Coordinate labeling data

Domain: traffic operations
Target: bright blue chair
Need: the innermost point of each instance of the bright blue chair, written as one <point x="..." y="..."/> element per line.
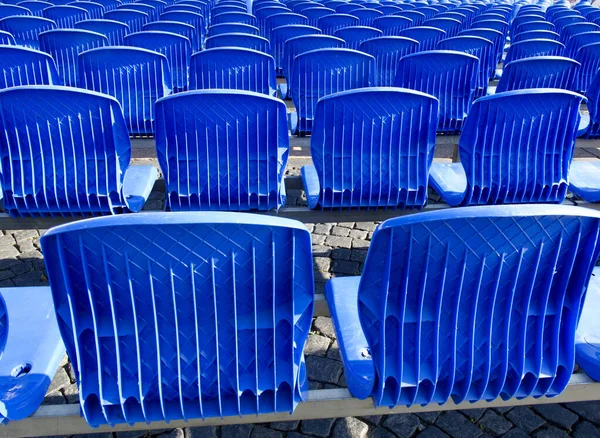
<point x="235" y="145"/>
<point x="250" y="365"/>
<point x="384" y="166"/>
<point x="354" y="36"/>
<point x="281" y="34"/>
<point x="539" y="72"/>
<point x="322" y="72"/>
<point x="135" y="77"/>
<point x="177" y="49"/>
<point x="428" y="37"/>
<point x="26" y="30"/>
<point x="64" y="45"/>
<point x="387" y="51"/>
<point x="234" y="69"/>
<point x="66" y="152"/>
<point x="516" y="147"/>
<point x="114" y="31"/>
<point x="450" y="76"/>
<point x="24" y="66"/>
<point x="295" y="46"/>
<point x="466" y="304"/>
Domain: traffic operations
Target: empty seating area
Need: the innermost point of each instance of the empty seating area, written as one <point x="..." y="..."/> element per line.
<point x="477" y="287"/>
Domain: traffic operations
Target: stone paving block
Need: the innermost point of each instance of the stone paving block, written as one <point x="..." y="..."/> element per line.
<point x="457" y="425"/>
<point x="525" y="418"/>
<point x="350" y="427"/>
<point x="403" y="425"/>
<point x="556" y="414"/>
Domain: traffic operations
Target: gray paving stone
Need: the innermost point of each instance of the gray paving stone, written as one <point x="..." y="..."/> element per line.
<point x="525" y="418"/>
<point x="350" y="427"/>
<point x="324" y="325"/>
<point x="403" y="425"/>
<point x="493" y="423"/>
<point x="323" y="370"/>
<point x="556" y="414"/>
<point x="320" y="427"/>
<point x="457" y="426"/>
<point x="585" y="429"/>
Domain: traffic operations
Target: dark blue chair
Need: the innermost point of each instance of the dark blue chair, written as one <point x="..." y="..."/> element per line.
<point x="384" y="166"/>
<point x="135" y="77"/>
<point x="322" y="72"/>
<point x="516" y="147"/>
<point x="233" y="68"/>
<point x="235" y="145"/>
<point x="449" y="76"/>
<point x="66" y="152"/>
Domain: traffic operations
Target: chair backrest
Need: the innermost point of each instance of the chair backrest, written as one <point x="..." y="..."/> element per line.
<point x="355" y="35"/>
<point x="330" y="23"/>
<point x="114" y="31"/>
<point x="237" y="150"/>
<point x="531" y="48"/>
<point x="64" y="151"/>
<point x="539" y="72"/>
<point x="240" y="40"/>
<point x="24" y="66"/>
<point x="318" y="73"/>
<point x="26" y="30"/>
<point x="392" y="25"/>
<point x="135" y="77"/>
<point x="517" y="146"/>
<point x="450" y="76"/>
<point x="233" y="68"/>
<point x="279" y="35"/>
<point x="427" y="37"/>
<point x="387" y="51"/>
<point x="64" y="45"/>
<point x="475" y="304"/>
<point x="177" y="49"/>
<point x="396" y="151"/>
<point x="218" y="29"/>
<point x="186" y="310"/>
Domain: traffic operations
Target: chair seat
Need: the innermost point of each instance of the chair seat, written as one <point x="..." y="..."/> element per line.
<point x="449" y="181"/>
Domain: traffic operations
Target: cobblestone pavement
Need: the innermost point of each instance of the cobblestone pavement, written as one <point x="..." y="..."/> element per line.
<point x="339" y="249"/>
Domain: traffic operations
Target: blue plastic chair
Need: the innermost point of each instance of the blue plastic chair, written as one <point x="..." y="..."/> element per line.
<point x="24" y="66"/>
<point x="386" y="165"/>
<point x="467" y="304"/>
<point x="177" y="49"/>
<point x="449" y="76"/>
<point x="234" y="69"/>
<point x="322" y="72"/>
<point x="135" y="77"/>
<point x="219" y="29"/>
<point x="66" y="152"/>
<point x="366" y="16"/>
<point x="26" y="30"/>
<point x="240" y="40"/>
<point x="235" y="145"/>
<point x="392" y="25"/>
<point x="193" y="291"/>
<point x="539" y="72"/>
<point x="114" y="31"/>
<point x="330" y="23"/>
<point x="387" y="51"/>
<point x="479" y="47"/>
<point x="516" y="147"/>
<point x="531" y="48"/>
<point x="295" y="46"/>
<point x="64" y="45"/>
<point x="354" y="36"/>
<point x="428" y="37"/>
<point x="281" y="34"/>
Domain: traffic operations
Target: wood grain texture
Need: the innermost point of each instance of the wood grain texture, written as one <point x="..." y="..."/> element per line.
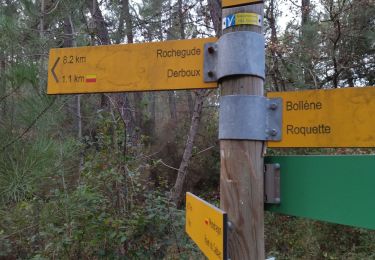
<point x="241" y="177"/>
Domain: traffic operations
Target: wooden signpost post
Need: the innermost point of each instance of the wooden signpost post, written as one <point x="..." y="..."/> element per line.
<point x="327" y="118"/>
<point x="169" y="65"/>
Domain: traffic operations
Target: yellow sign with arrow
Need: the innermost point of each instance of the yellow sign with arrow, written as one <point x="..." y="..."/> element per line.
<point x="327" y="118"/>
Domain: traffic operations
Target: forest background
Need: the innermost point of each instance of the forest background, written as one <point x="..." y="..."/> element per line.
<point x="104" y="175"/>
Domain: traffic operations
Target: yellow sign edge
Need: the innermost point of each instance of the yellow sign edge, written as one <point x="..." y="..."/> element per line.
<point x="225" y="223"/>
<point x="276" y="144"/>
<point x="229" y="3"/>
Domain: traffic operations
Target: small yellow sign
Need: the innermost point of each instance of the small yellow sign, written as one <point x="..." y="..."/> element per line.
<point x="228" y="3"/>
<point x="170" y="65"/>
<point x="207" y="226"/>
<point x="327" y="118"/>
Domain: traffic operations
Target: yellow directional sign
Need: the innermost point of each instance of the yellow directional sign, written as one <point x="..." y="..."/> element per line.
<point x="207" y="226"/>
<point x="328" y="118"/>
<point x="228" y="3"/>
<point x="169" y="65"/>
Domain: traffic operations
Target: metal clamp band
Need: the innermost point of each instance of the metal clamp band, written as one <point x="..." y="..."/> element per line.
<point x="235" y="53"/>
<point x="250" y="118"/>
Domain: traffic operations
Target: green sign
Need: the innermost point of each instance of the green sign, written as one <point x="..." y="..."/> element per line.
<point x="338" y="189"/>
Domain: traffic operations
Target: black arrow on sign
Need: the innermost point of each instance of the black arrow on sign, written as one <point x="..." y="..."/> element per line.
<point x="53" y="70"/>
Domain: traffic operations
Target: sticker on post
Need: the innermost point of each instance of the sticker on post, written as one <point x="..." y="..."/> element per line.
<point x="242" y="19"/>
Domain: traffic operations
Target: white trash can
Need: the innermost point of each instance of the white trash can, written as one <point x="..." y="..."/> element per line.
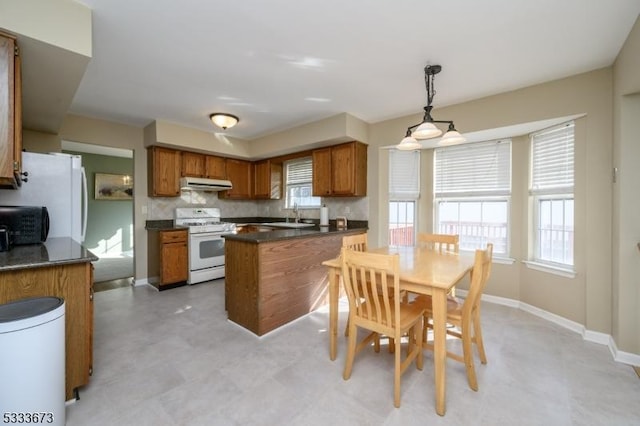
<point x="32" y="361"/>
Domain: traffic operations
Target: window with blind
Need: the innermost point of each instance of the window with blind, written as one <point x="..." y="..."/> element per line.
<point x="551" y="188"/>
<point x="472" y="190"/>
<point x="298" y="181"/>
<point x="404" y="190"/>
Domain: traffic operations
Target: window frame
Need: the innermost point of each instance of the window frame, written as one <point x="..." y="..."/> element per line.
<point x="500" y="193"/>
<point x="404" y="187"/>
<point x="289" y="203"/>
<point x="497" y="198"/>
<point x="564" y="190"/>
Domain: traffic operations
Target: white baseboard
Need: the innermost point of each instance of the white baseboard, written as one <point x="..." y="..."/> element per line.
<point x="140" y="283"/>
<point x="587" y="335"/>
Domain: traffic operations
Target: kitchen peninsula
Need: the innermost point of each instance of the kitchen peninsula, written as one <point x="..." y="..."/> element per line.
<point x="275" y="277"/>
<point x="59" y="267"/>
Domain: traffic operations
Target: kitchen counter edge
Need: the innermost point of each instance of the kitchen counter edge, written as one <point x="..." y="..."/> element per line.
<point x="287" y="234"/>
<point x="54" y="251"/>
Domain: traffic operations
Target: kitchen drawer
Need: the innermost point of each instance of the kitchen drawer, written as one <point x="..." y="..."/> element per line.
<point x="173" y="236"/>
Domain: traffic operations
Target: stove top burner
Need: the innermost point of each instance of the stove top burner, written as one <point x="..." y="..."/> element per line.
<point x="200" y="220"/>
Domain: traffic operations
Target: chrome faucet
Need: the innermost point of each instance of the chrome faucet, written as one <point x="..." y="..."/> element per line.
<point x="296" y="212"/>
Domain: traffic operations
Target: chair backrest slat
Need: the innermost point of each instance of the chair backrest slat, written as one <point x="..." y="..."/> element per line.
<point x="479" y="277"/>
<point x="372" y="284"/>
<point x="357" y="242"/>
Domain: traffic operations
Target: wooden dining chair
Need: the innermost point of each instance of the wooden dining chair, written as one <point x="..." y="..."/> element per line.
<point x="357" y="242"/>
<point x="465" y="316"/>
<point x="440" y="242"/>
<point x="373" y="288"/>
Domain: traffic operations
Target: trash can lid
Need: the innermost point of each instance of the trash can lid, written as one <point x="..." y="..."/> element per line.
<point x="28" y="308"/>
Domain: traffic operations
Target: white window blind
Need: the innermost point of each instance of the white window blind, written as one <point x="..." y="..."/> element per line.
<point x="299" y="171"/>
<point x="404" y="175"/>
<point x="478" y="169"/>
<point x="552" y="160"/>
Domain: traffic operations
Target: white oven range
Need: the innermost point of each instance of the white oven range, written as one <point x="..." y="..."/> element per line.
<point x="205" y="242"/>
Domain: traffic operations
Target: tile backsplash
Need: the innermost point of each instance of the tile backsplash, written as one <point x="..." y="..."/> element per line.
<point x="163" y="208"/>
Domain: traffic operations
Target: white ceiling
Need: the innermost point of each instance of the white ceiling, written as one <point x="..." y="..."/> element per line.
<point x="280" y="63"/>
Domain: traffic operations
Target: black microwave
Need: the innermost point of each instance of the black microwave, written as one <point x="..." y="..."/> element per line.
<point x="23" y="225"/>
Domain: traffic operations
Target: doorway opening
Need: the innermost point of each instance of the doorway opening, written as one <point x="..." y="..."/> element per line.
<point x="110" y="230"/>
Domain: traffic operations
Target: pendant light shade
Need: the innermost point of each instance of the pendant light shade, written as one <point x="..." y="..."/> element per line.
<point x="427" y="128"/>
<point x="223" y="120"/>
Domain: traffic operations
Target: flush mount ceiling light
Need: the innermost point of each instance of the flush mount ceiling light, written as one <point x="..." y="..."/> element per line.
<point x="427" y="129"/>
<point x="223" y="120"/>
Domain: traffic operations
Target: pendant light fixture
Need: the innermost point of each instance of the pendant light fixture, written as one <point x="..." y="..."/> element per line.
<point x="224" y="120"/>
<point x="427" y="129"/>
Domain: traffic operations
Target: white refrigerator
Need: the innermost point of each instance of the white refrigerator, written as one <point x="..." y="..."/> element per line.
<point x="58" y="182"/>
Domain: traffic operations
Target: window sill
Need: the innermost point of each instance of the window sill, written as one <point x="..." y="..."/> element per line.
<point x="563" y="272"/>
<point x="503" y="260"/>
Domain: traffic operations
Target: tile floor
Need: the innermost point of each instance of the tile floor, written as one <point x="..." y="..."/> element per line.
<point x="172" y="358"/>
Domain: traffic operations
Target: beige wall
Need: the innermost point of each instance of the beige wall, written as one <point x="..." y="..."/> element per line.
<point x="626" y="196"/>
<point x="585" y="299"/>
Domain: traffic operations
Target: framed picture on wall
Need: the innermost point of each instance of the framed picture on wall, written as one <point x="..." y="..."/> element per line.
<point x="113" y="187"/>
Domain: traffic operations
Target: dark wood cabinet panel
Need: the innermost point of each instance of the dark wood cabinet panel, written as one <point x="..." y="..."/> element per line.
<point x="215" y="167"/>
<point x="193" y="164"/>
<point x="267" y="183"/>
<point x="239" y="172"/>
<point x="340" y="170"/>
<point x="322" y="172"/>
<point x="163" y="172"/>
<point x="174" y="261"/>
<point x="10" y="113"/>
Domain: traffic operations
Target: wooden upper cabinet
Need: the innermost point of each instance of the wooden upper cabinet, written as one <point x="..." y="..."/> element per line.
<point x="10" y="113"/>
<point x="267" y="177"/>
<point x="239" y="172"/>
<point x="164" y="168"/>
<point x="322" y="172"/>
<point x="193" y="164"/>
<point x="340" y="170"/>
<point x="215" y="167"/>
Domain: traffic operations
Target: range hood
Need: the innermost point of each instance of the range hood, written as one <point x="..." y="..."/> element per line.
<point x="203" y="184"/>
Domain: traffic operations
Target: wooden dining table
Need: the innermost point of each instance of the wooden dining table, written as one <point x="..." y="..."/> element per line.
<point x="422" y="271"/>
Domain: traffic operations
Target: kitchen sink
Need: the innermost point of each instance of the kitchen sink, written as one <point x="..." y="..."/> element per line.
<point x="288" y="224"/>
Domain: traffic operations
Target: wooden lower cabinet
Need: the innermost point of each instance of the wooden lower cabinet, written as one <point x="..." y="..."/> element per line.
<point x="74" y="284"/>
<point x="168" y="257"/>
<point x="270" y="284"/>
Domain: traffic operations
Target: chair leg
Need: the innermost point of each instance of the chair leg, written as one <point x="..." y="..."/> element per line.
<point x="397" y="372"/>
<point x="477" y="335"/>
<point x="351" y="351"/>
<point x="418" y="336"/>
<point x="468" y="355"/>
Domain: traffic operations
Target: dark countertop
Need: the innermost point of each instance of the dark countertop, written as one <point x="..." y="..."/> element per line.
<point x="54" y="251"/>
<point x="287" y="234"/>
<point x="160" y="225"/>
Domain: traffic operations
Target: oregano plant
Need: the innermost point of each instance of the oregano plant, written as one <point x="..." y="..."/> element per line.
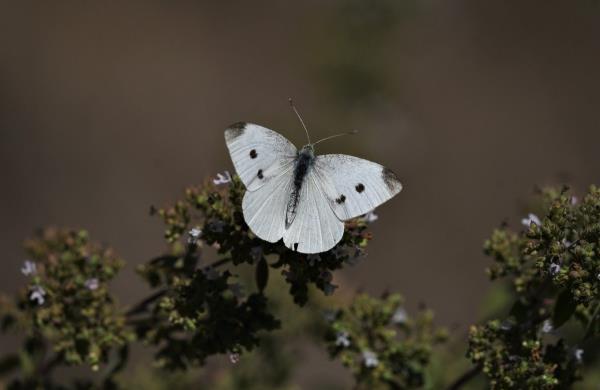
<point x="226" y="310"/>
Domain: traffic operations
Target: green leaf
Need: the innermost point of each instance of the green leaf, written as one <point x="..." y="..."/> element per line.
<point x="8" y="363"/>
<point x="262" y="274"/>
<point x="563" y="309"/>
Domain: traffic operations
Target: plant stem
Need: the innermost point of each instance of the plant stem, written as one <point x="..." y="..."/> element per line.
<point x="465" y="378"/>
<point x="143" y="305"/>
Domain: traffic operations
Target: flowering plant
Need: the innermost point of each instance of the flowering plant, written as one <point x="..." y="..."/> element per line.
<point x="239" y="306"/>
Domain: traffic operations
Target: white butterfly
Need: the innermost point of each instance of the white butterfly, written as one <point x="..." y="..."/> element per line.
<point x="298" y="196"/>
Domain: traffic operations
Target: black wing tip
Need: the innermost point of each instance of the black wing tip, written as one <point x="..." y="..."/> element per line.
<point x="235" y="130"/>
<point x="391" y="180"/>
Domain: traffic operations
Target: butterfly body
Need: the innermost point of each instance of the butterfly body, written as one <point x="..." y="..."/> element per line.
<point x="304" y="162"/>
<point x="299" y="196"/>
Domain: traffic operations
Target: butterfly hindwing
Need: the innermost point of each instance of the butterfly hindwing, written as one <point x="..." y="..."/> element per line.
<point x="259" y="155"/>
<point x="354" y="186"/>
<point x="315" y="227"/>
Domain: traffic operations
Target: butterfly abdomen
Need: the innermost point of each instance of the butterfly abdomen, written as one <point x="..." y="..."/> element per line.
<point x="304" y="163"/>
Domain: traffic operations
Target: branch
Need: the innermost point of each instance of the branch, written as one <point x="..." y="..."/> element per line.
<point x="465" y="378"/>
<point x="143" y="305"/>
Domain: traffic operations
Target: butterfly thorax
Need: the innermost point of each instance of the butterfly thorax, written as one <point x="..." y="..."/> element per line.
<point x="304" y="163"/>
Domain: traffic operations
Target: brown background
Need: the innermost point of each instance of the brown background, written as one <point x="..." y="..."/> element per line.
<point x="109" y="107"/>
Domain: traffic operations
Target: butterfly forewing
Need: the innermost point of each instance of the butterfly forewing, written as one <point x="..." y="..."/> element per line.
<point x="354" y="186"/>
<point x="258" y="154"/>
<point x="264" y="209"/>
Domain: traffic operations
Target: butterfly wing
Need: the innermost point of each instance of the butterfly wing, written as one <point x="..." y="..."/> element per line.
<point x="264" y="209"/>
<point x="259" y="155"/>
<point x="354" y="186"/>
<point x="315" y="227"/>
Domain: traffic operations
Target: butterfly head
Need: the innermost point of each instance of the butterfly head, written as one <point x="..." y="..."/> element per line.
<point x="307" y="150"/>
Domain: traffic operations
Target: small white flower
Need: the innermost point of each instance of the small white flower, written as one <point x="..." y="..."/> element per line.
<point x="370" y="359"/>
<point x="37" y="294"/>
<point x="234" y="357"/>
<point x="217" y="226"/>
<point x="399" y="316"/>
<point x="256" y="253"/>
<point x="338" y="251"/>
<point x="531" y="218"/>
<point x="92" y="284"/>
<point x="194" y="235"/>
<point x="371" y="217"/>
<point x="342" y="339"/>
<point x="547" y="326"/>
<point x="29" y="268"/>
<point x="313" y="258"/>
<point x="222" y="178"/>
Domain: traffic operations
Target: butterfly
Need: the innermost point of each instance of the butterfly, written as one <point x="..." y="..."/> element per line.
<point x="299" y="196"/>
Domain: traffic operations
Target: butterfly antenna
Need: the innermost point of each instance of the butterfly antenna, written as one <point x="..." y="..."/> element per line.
<point x="300" y="118"/>
<point x="336" y="135"/>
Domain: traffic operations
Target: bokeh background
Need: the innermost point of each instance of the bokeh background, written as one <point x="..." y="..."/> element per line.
<point x="107" y="108"/>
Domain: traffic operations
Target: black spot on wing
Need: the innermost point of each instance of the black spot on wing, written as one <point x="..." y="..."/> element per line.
<point x="391" y="180"/>
<point x="234" y="131"/>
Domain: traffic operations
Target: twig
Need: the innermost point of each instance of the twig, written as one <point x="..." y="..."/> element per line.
<point x="143" y="305"/>
<point x="464" y="378"/>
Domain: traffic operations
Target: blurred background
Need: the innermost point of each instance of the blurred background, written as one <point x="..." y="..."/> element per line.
<point x="107" y="108"/>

◆ What to do: Identify every line in the entries above that contains the word "mount", and copy each such line in full.

◆ Correct answer:
Target: flush mount ceiling light
Need: the innermost point of each instance of the flush mount ceiling light, written as one <point x="..." y="..."/> element per line.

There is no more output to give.